» Objective
Give back each of the lines that follow word for word, without changing a thing.

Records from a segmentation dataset

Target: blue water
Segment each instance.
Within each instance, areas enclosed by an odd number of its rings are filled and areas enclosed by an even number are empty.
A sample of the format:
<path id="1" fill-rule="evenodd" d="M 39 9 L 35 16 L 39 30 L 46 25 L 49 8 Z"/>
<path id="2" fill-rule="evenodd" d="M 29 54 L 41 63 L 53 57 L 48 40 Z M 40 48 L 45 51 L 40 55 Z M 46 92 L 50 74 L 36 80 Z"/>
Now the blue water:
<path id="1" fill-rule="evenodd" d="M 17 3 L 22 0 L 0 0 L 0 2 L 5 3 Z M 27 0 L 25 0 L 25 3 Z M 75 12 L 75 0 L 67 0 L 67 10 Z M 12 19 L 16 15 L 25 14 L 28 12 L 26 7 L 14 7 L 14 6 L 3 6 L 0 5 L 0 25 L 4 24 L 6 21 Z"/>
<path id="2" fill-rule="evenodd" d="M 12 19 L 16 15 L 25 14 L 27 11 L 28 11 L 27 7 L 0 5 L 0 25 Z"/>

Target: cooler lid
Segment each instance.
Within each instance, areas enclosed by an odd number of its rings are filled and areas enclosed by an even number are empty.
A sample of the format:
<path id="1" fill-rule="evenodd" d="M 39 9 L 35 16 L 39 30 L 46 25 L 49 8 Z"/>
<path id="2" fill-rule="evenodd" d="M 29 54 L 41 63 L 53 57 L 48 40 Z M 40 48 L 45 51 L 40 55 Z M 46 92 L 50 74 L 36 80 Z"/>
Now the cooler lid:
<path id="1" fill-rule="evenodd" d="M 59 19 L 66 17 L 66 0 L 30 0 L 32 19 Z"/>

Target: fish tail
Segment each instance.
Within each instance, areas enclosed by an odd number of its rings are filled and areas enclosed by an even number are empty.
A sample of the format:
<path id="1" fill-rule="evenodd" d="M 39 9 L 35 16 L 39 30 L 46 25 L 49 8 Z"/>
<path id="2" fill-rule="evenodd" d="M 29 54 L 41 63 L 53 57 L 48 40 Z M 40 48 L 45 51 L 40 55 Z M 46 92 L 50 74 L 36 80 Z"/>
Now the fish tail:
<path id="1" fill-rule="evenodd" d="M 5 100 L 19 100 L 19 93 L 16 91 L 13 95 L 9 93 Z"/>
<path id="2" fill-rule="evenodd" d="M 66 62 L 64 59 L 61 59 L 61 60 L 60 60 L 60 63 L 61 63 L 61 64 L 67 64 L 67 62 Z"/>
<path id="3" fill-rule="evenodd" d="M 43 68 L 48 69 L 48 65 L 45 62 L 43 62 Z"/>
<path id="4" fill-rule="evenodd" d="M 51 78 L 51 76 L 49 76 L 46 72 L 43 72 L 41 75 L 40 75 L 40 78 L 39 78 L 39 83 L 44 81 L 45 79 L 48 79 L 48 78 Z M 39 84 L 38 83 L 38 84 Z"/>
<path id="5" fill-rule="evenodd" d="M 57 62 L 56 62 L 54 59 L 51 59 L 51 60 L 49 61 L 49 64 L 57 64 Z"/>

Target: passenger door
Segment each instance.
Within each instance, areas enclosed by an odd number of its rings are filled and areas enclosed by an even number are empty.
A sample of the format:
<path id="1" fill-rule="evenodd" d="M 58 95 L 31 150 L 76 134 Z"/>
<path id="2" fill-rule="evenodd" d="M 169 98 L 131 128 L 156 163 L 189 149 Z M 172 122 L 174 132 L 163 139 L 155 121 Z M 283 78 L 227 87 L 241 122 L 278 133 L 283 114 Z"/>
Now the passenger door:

» Expected output
Target: blue water
Segment each instance.
Within each instance, areas enclosed by an odd number of its rings are filled and areas enclosed by an even number are empty.
A sample of the format:
<path id="1" fill-rule="evenodd" d="M 39 9 L 35 16 L 39 30 L 46 25 L 49 8 Z"/>
<path id="2" fill-rule="evenodd" d="M 29 54 L 41 63 L 53 57 L 48 40 Z M 40 48 L 45 51 L 40 55 Z M 46 92 L 50 74 L 36 80 Z"/>
Now the blue water:
<path id="1" fill-rule="evenodd" d="M 17 3 L 22 0 L 0 0 L 0 2 L 5 3 Z M 27 0 L 25 0 L 25 3 Z M 75 12 L 75 0 L 67 0 L 67 10 Z M 12 19 L 16 15 L 25 14 L 28 12 L 26 7 L 14 7 L 14 6 L 3 6 L 0 5 L 0 25 L 4 24 L 6 21 Z"/>
<path id="2" fill-rule="evenodd" d="M 12 19 L 16 15 L 25 14 L 27 11 L 28 11 L 27 7 L 0 5 L 0 25 Z"/>

Target: cooler lid
Segment each instance.
Within each instance, areas enclosed by an odd number of its rings are filled and areas enclosed by an even number are empty.
A sample of the format:
<path id="1" fill-rule="evenodd" d="M 39 9 L 35 16 L 39 30 L 46 25 L 49 8 Z"/>
<path id="2" fill-rule="evenodd" d="M 29 54 L 41 63 L 53 57 L 48 40 Z M 40 48 L 45 51 L 40 55 Z M 46 92 L 50 74 L 36 80 Z"/>
Now the cooler lid:
<path id="1" fill-rule="evenodd" d="M 59 19 L 66 17 L 66 0 L 30 0 L 32 19 Z"/>

Target: fish tail
Segment each instance.
Within each instance, areas enclosed by an odd number of its rings are filled and areas enclosed by an even number are empty.
A sample of the format:
<path id="1" fill-rule="evenodd" d="M 39 9 L 35 16 L 39 30 L 46 25 L 49 8 Z"/>
<path id="2" fill-rule="evenodd" d="M 29 54 L 41 63 L 53 57 L 48 40 Z M 40 48 L 45 51 L 40 55 Z M 46 92 L 50 74 L 36 80 Z"/>
Now the fish tail:
<path id="1" fill-rule="evenodd" d="M 5 100 L 19 100 L 19 93 L 16 91 L 13 95 L 9 93 Z"/>
<path id="2" fill-rule="evenodd" d="M 66 62 L 64 59 L 61 59 L 61 60 L 60 60 L 60 63 L 61 63 L 61 64 L 67 64 L 67 62 Z"/>
<path id="3" fill-rule="evenodd" d="M 43 68 L 48 69 L 48 65 L 45 62 L 43 62 Z"/>
<path id="4" fill-rule="evenodd" d="M 51 78 L 51 76 L 49 76 L 46 72 L 43 72 L 41 75 L 40 75 L 40 78 L 39 78 L 39 83 L 44 81 L 45 79 L 48 79 L 48 78 Z M 39 84 L 38 83 L 38 84 Z"/>
<path id="5" fill-rule="evenodd" d="M 57 62 L 56 62 L 54 59 L 51 59 L 51 60 L 49 61 L 49 64 L 57 64 Z"/>

Target: passenger door
Segment each instance.
Within each instance, areas enclosed by an odd number of its rings are filled and areas enclosed by an even number are empty.
A sample of the format:
<path id="1" fill-rule="evenodd" d="M 58 95 L 31 150 L 76 134 Z"/>
<path id="2" fill-rule="evenodd" d="M 169 98 L 131 128 L 156 163 L 189 149 Z M 172 122 L 174 132 L 163 139 L 155 121 Z M 283 78 L 227 87 L 241 122 L 278 133 L 283 114 Z"/>
Now the passenger door:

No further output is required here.